TASK BRIEF: Begin with the line containing "Can you find the diver's swim" and copy each line exactly through the last line of the entries, inclusive.

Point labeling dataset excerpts
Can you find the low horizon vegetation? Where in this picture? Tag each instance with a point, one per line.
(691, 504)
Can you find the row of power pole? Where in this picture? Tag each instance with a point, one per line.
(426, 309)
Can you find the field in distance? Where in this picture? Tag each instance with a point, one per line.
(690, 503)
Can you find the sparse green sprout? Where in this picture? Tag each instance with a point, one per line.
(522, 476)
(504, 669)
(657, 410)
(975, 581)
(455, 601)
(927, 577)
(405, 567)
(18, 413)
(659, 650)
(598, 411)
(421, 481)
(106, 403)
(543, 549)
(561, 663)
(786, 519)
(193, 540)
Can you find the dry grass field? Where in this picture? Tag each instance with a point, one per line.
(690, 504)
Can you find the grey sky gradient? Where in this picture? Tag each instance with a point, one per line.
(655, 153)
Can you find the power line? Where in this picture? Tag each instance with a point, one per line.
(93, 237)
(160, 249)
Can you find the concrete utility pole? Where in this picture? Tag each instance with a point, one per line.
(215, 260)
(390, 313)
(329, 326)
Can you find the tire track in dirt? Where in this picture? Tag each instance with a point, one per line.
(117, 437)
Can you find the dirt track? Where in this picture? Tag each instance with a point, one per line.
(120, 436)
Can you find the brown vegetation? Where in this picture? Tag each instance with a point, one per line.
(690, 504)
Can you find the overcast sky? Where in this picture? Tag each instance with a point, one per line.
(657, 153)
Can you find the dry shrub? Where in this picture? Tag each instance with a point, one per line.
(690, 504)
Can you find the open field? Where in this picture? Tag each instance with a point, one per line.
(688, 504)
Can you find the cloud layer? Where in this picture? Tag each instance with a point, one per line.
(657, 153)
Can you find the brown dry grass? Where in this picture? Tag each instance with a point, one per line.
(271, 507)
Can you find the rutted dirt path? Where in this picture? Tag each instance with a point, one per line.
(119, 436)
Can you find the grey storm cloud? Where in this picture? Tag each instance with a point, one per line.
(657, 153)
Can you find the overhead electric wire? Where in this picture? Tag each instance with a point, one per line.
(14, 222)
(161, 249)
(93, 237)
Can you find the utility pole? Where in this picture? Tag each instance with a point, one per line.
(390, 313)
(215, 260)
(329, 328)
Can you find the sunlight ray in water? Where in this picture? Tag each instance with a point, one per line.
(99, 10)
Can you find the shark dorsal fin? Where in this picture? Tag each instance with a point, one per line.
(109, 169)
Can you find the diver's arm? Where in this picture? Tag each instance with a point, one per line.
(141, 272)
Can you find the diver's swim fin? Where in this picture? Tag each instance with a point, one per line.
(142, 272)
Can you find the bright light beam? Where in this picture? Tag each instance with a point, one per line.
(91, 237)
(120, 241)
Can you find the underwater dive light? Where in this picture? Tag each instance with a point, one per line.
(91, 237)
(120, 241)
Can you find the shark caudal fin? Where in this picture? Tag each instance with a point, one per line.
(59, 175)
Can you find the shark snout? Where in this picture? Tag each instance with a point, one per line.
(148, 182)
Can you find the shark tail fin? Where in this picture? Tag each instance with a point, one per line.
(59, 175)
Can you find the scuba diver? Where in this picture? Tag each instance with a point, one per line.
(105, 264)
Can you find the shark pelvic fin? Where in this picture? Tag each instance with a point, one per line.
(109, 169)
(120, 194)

RIGHT ANSWER:
Can you find the diver's swim fin? Where in this picture? Tag each instance with a point, one per line.
(142, 272)
Can you find the bright light beam? Where in this picture? Tag each instance with a point, one per line.
(91, 237)
(120, 241)
Can you find the underwater dive light? Where in this picture? Tag each instance with a point, one per line.
(91, 237)
(120, 241)
Can you find the shark caudal fin? Where in this picture? Tag each instance with a point, one per line.
(59, 175)
Can you find the shark snout? Where in this picture? Tag each instance with a point, one per line.
(148, 182)
Can you find the shark tail fin? Where in this picture? Tag each instance with a point, one per line.
(59, 175)
Can you find the scuba diver? Where in this picture? Tag each instance with a point, one per line.
(105, 264)
Can you find the shark pelvic fin? Where in this picture? Tag each instance with a point, one per line.
(109, 169)
(120, 194)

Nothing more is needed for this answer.